Point labels for objects:
----

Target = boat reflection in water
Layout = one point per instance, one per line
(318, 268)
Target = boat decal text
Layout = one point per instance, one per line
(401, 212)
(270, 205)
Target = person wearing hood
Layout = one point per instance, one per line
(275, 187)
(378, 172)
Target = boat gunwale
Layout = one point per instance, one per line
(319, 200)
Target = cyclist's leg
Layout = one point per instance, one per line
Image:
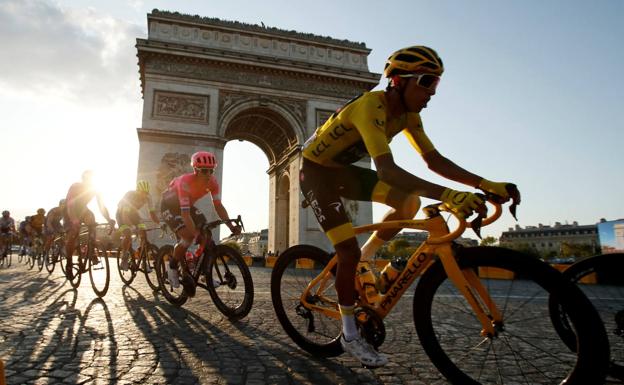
(323, 189)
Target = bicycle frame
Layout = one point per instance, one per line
(437, 244)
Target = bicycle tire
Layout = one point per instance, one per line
(100, 281)
(228, 268)
(77, 268)
(447, 340)
(600, 278)
(175, 296)
(311, 331)
(148, 260)
(127, 276)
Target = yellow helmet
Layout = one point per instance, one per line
(417, 58)
(143, 185)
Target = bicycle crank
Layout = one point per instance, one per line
(371, 326)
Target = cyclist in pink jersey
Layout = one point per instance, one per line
(180, 214)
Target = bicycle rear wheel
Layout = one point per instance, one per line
(601, 279)
(148, 263)
(229, 283)
(175, 295)
(127, 276)
(527, 348)
(99, 272)
(313, 331)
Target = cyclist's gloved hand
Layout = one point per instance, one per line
(462, 203)
(504, 190)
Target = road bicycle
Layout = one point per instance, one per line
(601, 278)
(143, 259)
(91, 257)
(223, 270)
(476, 327)
(56, 253)
(5, 250)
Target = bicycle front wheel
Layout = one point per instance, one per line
(174, 294)
(601, 279)
(99, 272)
(312, 330)
(526, 348)
(148, 262)
(229, 283)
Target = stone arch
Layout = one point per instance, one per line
(207, 81)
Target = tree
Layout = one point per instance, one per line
(489, 241)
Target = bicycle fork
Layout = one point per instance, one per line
(472, 289)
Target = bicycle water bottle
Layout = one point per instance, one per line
(368, 279)
(390, 273)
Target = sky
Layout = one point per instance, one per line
(532, 94)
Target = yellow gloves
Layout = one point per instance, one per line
(461, 202)
(499, 188)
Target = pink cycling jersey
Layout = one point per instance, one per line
(189, 189)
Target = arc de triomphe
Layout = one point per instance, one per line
(207, 81)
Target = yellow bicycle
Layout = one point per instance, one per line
(481, 313)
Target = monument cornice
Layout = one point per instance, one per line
(168, 136)
(243, 73)
(179, 51)
(237, 26)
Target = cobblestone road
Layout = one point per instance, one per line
(52, 334)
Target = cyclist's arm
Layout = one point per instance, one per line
(223, 214)
(103, 209)
(152, 210)
(446, 168)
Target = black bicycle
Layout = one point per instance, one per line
(56, 253)
(219, 269)
(143, 259)
(601, 277)
(93, 258)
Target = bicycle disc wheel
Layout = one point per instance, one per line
(601, 279)
(229, 283)
(526, 348)
(99, 272)
(148, 264)
(175, 295)
(313, 331)
(127, 276)
(50, 258)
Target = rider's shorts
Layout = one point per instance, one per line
(85, 216)
(171, 213)
(127, 217)
(323, 187)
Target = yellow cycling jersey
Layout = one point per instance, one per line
(361, 128)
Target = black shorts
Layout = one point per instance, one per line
(127, 216)
(171, 213)
(324, 186)
(85, 216)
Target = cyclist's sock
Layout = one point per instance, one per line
(371, 246)
(349, 328)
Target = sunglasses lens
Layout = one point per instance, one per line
(429, 81)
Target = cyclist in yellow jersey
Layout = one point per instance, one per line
(364, 127)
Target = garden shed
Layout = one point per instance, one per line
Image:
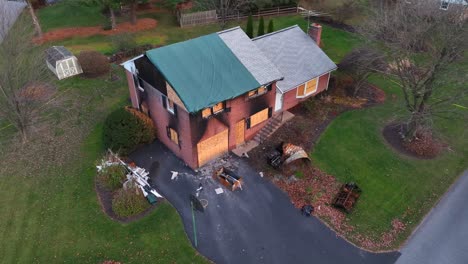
(62, 62)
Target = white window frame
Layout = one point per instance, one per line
(168, 105)
(444, 3)
(305, 87)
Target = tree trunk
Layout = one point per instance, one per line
(416, 122)
(36, 23)
(133, 13)
(113, 22)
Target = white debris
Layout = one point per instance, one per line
(174, 175)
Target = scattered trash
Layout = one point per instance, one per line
(285, 154)
(347, 197)
(174, 175)
(228, 178)
(137, 175)
(307, 210)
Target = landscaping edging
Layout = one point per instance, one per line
(391, 134)
(308, 184)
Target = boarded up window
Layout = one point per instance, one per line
(259, 117)
(311, 86)
(206, 112)
(218, 107)
(172, 134)
(301, 90)
(307, 88)
(257, 92)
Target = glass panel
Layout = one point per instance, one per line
(218, 107)
(206, 112)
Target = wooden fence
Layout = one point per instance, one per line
(198, 18)
(207, 17)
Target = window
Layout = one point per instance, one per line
(307, 88)
(259, 117)
(172, 134)
(209, 111)
(169, 105)
(258, 92)
(444, 5)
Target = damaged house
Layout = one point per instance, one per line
(210, 94)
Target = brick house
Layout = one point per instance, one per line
(210, 94)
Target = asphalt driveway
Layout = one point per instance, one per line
(442, 238)
(255, 225)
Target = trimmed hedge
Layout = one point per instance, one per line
(126, 128)
(112, 177)
(129, 202)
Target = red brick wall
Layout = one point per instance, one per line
(181, 123)
(290, 100)
(132, 89)
(242, 108)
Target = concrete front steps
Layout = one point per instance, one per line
(273, 124)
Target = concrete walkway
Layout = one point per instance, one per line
(443, 236)
(255, 225)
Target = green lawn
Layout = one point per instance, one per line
(70, 13)
(54, 216)
(395, 186)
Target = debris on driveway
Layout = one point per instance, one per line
(228, 178)
(286, 154)
(174, 175)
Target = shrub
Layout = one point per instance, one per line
(261, 27)
(249, 29)
(129, 202)
(126, 128)
(124, 42)
(271, 27)
(112, 177)
(93, 63)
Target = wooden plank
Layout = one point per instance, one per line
(212, 147)
(240, 132)
(259, 117)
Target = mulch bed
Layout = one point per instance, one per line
(105, 200)
(423, 147)
(305, 183)
(64, 33)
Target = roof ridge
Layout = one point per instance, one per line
(228, 30)
(275, 32)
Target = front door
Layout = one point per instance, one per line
(279, 101)
(240, 129)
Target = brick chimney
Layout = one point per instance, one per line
(315, 32)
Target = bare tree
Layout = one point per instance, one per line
(421, 42)
(360, 63)
(34, 18)
(224, 8)
(133, 6)
(25, 93)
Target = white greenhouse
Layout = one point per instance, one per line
(62, 62)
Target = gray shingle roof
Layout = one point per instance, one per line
(295, 55)
(263, 70)
(57, 53)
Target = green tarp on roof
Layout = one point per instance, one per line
(203, 71)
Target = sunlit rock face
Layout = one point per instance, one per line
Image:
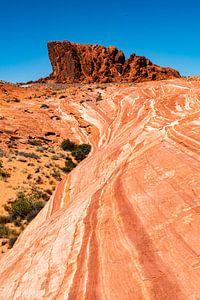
(86, 63)
(125, 223)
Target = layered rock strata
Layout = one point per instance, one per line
(73, 62)
(125, 223)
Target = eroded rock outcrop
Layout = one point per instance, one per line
(73, 62)
(125, 223)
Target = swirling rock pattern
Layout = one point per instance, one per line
(125, 223)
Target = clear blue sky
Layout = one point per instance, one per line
(165, 31)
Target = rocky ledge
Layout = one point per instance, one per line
(85, 63)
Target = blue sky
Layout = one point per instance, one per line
(167, 32)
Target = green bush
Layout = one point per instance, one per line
(78, 155)
(34, 142)
(12, 241)
(25, 207)
(85, 148)
(68, 145)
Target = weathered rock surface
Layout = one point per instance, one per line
(73, 62)
(125, 223)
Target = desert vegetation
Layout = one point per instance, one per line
(42, 166)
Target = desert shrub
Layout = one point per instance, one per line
(55, 157)
(85, 148)
(81, 152)
(12, 241)
(6, 232)
(34, 142)
(44, 106)
(68, 145)
(21, 207)
(28, 154)
(69, 165)
(25, 207)
(78, 155)
(99, 97)
(3, 174)
(56, 174)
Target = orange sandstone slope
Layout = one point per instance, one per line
(125, 223)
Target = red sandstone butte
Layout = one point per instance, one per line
(125, 223)
(85, 63)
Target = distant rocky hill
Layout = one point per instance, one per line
(73, 62)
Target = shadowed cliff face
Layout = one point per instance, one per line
(93, 63)
(125, 223)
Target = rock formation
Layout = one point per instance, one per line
(93, 63)
(125, 223)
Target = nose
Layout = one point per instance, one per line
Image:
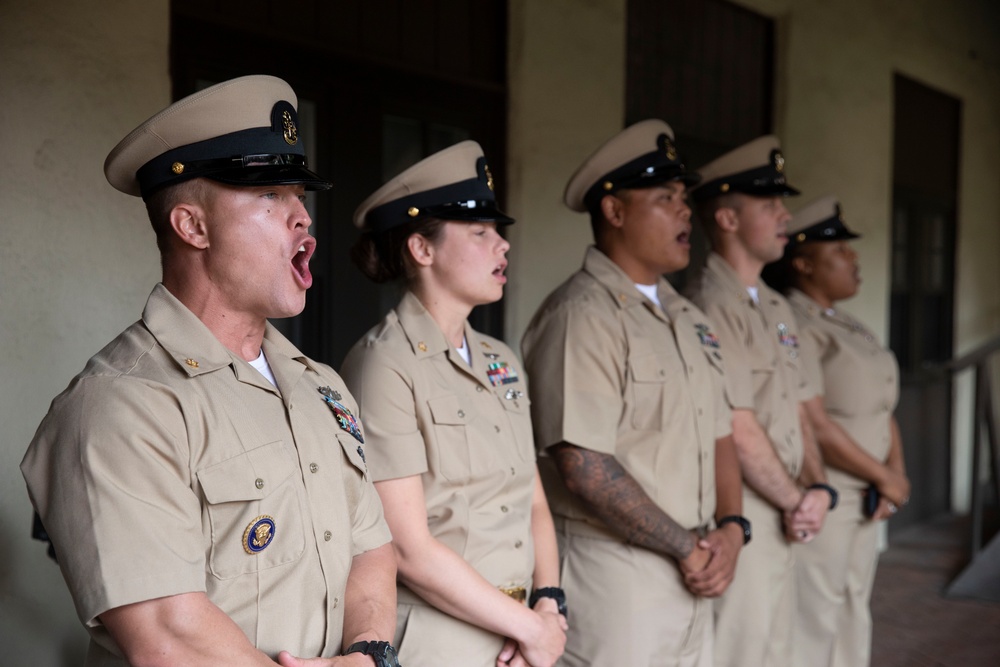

----

Count the lines of the records that contain the string "rocky", and reply with the number alone.

WRITTEN ANSWER: 2